──────── Selected text

# Lenovo ThinkCenter BIOS beep codes/unable to boot



## Metalfan2680 (Jul 8, 2011)

Hello everyone 

I'm posting this on behalf of my friend who owns a Lenovo ThinkCenter 8113-D1U. Starting yesterday, every time he presses the power button, it issues a BIOS error beep code. He's sent me two videos of the problem, the first of which will be posted below. The code in the first video appears to be 3-1-4-3, which I can't find any information on. I told him to pull the CMOS battery for about ten minutes, and after he replaced it, it gave a different code.

In the second video (which hasn't been posted yet) it sounds like 1-3-4-3 which, looking online, says "Test 512k base memory". The beeps are also slightly quicker than in the first video. I'm completely stumped on this issue. It isn't a very old computer. I believe it has Phoenix BIOS, but he doesn't know for sure, and since the display won't even come on, we don't know how to check. Thanks in advance if you can help 

https://www.youtube.com/watch?v=GCKQKJfcCxg&feature=youtube_gdata_player


----------



## Phou (May 26, 2011)

I don't know about the beep code, since each manufacturer do things slightly different and it changes from time so some online references might be out of date.

Anyways, it appears you get power and but no video signal. The first thing I would try is to re-seat everything like the CPU, RAM and video card.

If it still happens try swapping around the memory, if you got extra RAM lying around or you want to test each RAM at a time if it has more than 2, then do that. Found out if there is a bad stick in there.

────────────────
──────── Dataset section

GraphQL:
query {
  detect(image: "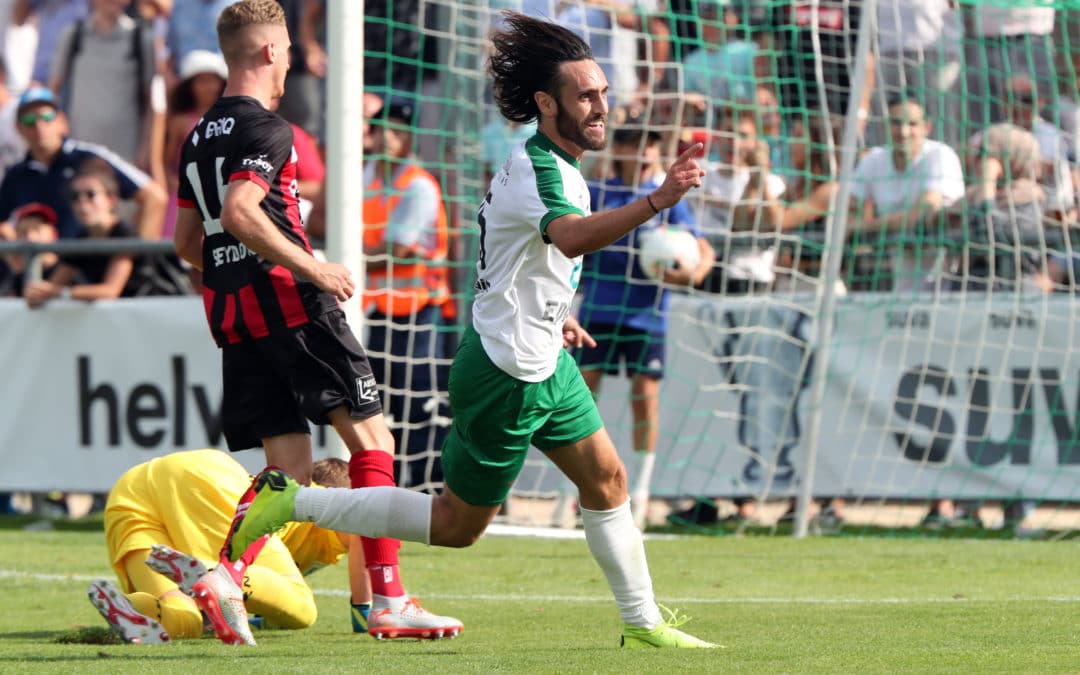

────────────────

[Exercise set]
A. Duplicate the part of the Lenovo beep code thread starting at "## Phou (May" and ending at "and video card.".
B. Say whether each statement agrees with the Lenovo beep code thread, answering yes or no and quoting the words of the thread that decide it: (i) The friend was told to pull the CMOS battery for about ten minutes. (ii) The beeps in the second video are slower than in the first. (iii) The friend knows for certain that the computer has Phoenix BIOS.
C. Take the Lenovo beep code thread further, picking up after its final sentence.
The listing has no connection to the forum thread about Lenovo ThinkCenter beep codes.

[Replies]
A.
## Phou (May 26, 2011)

I don't know about the beep code, since each manufacturer do things slightly different and it changes from time so some online references might be out of date.

Anyways, it appears you get power and but no video signal. The first thing I would try is to re-seat everything like the CPU, RAM and video card.

B.
(i) Yes: "I told him to pull the CMOS battery for about ten minutes"
(ii) No: "The beeps are also slightly quicker than in the first video."
(iii) No: "I believe it has Phoenix BIOS, but he doesn't know for sure"

C.
Re-seat the video card, the CPU, check the cables. See if it will give you a different code.


----------



## ewookie (Jun 26, 2012)

did you ever find any information about the beep code or what was wrong with the computer? i just came across this exact model (IBM ThinkCentre 8113-d1u) that won't boot and it is giving the same 3143 beep code. i can't find any documentation on this beep code. i have found several sites that list beep codes for 'IBM Desktops' and 'ThinkPads' but none contain this particular beep code.


----------



## joeten (Dec 4, 2008)

Hi and welcome to TSF I 'am afraid this looks like a motherboard problem is this machine still under warranty if not then a new board could be around $150 see here for information purposes only, not a recommendation IBM ThinkCentre M52 8113 D1U Motherboard (System Board) Replacement
System service parts - ThinkCentre M52 (type 8113)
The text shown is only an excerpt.